[Material for the task]
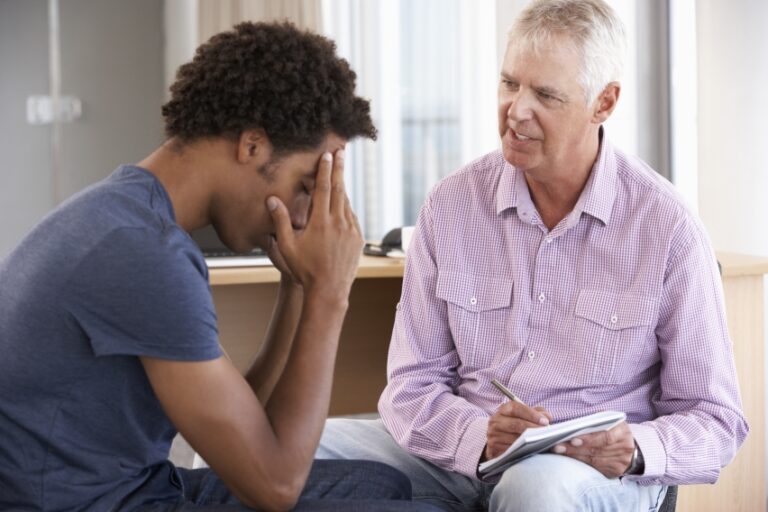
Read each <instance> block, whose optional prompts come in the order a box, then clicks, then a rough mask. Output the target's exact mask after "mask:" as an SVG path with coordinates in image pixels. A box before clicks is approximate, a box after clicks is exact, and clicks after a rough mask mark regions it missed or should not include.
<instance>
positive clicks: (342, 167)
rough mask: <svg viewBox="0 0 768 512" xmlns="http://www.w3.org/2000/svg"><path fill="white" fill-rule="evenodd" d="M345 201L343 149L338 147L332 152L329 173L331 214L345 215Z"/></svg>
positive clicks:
[/Material for the task]
[Material for the task]
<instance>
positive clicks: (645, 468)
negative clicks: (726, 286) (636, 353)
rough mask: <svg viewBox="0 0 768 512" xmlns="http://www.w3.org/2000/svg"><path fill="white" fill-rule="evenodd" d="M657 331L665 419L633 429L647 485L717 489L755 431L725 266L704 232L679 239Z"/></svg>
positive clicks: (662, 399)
[/Material for the task]
Task prompt: Respond with one number only: how many lines of the data contain "positive".

Exercise output: 4